Brief:
Swap "space-separated" for "whitespace-separated" in the items, starting at the very beginning of the items and ending at the line that contains "xmin=73 ymin=284 xmax=141 ymax=317", and give those lines again with nothing else changed.

•••

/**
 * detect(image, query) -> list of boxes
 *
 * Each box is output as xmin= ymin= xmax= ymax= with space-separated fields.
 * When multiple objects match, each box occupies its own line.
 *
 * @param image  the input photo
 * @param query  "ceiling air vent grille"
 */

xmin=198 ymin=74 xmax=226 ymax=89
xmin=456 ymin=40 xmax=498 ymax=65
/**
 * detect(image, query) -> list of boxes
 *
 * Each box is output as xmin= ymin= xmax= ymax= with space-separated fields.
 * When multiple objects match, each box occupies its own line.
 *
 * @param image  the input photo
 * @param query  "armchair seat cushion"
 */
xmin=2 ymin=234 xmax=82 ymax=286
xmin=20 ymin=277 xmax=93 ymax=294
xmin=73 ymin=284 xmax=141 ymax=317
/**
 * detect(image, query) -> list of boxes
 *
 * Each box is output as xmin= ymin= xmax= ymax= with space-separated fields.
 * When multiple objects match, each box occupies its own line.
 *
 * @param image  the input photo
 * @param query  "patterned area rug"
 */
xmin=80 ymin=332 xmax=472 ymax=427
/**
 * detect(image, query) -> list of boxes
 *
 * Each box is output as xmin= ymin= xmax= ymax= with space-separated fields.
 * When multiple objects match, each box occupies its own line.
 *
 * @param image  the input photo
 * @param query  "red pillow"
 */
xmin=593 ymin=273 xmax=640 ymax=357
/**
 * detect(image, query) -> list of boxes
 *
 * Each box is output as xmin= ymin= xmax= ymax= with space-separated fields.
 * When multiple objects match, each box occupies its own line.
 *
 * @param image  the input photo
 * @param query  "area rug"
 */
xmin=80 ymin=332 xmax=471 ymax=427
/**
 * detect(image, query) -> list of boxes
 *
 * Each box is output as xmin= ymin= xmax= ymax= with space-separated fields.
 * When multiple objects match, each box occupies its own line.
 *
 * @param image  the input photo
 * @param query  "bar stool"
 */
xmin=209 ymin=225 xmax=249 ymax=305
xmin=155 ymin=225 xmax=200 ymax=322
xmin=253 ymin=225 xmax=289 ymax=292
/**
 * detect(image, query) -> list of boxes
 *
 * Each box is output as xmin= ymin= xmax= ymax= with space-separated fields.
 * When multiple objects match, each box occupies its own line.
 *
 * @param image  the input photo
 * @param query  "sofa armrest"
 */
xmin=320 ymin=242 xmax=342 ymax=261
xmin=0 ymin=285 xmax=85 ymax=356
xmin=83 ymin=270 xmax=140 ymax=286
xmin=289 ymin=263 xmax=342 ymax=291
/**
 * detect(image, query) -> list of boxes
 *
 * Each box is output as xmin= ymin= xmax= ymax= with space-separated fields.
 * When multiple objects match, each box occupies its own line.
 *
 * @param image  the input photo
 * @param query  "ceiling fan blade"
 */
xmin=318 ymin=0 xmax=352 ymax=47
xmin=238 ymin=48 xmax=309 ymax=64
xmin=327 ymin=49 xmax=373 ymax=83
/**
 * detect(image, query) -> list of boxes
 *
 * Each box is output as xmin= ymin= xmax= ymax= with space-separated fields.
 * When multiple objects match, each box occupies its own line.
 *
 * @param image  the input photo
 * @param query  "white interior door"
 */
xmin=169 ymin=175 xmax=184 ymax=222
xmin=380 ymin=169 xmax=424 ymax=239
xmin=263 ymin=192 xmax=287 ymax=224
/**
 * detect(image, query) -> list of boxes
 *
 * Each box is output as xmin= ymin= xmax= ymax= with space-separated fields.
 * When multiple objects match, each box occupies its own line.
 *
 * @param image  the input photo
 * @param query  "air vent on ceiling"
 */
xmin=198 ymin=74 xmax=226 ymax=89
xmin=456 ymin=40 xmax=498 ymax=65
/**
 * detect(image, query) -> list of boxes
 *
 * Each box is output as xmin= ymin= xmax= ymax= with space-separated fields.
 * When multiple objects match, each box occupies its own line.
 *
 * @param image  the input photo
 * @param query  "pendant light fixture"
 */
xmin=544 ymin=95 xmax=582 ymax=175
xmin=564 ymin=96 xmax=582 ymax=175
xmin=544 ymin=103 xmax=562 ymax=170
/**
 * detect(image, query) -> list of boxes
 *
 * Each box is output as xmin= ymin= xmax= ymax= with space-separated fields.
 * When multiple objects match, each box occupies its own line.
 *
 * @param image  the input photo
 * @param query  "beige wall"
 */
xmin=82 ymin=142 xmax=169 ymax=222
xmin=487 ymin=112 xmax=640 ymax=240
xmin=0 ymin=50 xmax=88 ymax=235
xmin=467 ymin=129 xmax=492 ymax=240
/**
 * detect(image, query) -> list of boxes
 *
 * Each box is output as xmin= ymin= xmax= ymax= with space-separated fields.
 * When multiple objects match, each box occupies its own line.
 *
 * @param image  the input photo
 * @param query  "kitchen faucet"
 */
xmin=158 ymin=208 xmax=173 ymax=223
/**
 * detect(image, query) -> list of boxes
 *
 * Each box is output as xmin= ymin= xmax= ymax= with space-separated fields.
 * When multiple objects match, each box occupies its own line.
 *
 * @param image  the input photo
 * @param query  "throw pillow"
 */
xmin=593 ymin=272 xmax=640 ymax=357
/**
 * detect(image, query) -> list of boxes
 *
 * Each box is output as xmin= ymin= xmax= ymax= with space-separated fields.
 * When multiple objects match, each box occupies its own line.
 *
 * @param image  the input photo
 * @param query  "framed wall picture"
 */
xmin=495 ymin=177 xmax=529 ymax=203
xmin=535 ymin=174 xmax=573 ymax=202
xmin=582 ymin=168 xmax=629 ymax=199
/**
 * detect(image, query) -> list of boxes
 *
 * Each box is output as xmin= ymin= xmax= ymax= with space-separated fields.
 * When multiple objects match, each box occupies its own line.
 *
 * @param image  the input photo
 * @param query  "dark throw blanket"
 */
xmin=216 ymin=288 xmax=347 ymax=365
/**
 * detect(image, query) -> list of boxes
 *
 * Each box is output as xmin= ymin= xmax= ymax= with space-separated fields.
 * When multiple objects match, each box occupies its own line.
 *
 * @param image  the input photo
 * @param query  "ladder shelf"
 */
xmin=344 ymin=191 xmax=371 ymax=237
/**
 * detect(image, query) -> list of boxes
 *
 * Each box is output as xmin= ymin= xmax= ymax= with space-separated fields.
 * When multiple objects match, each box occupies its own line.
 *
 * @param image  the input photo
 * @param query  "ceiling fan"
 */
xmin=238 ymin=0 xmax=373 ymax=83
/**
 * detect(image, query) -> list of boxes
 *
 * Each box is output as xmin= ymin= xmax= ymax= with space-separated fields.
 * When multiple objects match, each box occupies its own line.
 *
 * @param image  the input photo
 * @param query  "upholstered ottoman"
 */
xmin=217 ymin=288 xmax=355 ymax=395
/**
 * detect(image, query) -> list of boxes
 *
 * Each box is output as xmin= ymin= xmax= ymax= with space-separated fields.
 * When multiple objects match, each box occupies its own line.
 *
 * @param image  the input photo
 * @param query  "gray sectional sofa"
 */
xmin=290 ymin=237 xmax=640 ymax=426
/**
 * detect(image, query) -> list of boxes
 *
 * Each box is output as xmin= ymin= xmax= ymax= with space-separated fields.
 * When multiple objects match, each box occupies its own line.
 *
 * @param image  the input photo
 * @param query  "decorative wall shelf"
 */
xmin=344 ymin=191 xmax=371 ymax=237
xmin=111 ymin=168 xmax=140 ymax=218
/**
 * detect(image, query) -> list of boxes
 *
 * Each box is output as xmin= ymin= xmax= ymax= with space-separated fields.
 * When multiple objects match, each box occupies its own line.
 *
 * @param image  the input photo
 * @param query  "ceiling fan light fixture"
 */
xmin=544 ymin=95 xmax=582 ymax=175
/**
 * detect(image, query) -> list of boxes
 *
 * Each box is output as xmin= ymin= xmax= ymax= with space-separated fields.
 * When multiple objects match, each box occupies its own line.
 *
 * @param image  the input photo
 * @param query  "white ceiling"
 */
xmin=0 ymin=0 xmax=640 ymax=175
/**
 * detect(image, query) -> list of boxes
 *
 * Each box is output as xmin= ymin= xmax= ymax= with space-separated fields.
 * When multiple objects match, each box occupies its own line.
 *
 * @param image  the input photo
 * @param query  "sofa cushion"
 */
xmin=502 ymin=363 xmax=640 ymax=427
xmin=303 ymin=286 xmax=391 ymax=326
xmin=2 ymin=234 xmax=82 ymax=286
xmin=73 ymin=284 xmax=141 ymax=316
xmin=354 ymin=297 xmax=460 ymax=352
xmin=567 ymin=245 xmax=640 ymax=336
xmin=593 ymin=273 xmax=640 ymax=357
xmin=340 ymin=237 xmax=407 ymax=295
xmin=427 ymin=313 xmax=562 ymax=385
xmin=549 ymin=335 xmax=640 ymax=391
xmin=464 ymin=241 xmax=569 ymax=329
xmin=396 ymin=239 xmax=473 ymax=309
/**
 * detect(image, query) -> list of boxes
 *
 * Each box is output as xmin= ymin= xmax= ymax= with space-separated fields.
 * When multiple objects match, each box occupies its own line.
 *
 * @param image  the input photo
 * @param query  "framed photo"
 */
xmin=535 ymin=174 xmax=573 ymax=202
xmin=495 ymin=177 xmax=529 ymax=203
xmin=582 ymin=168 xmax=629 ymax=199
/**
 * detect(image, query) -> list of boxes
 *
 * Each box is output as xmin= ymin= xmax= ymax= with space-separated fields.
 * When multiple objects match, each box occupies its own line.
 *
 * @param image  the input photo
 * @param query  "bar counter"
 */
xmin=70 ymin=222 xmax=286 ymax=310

•••

Written response:
/**
 * detect(image, query) -> list of boxes
 *
 * Each box is output as xmin= ymin= xmax= ymax= with whitespace-separated fields.
 * When multiple objects match, each box occupies its own line.
 *
 * @param image  the input photo
 * @param query  "ceiling air vent grille"
 */

xmin=198 ymin=74 xmax=226 ymax=89
xmin=456 ymin=40 xmax=498 ymax=65
/**
 * detect(image, query) -> list of boxes
 *
 * Each box is output as xmin= ymin= xmax= ymax= with whitespace-separated fields.
 * When multiple objects match, each box occupies its own line.
 *
 * @param image  the input photo
 * @param query  "armchair seat cushion"
 */
xmin=2 ymin=234 xmax=82 ymax=286
xmin=20 ymin=277 xmax=93 ymax=294
xmin=73 ymin=284 xmax=141 ymax=317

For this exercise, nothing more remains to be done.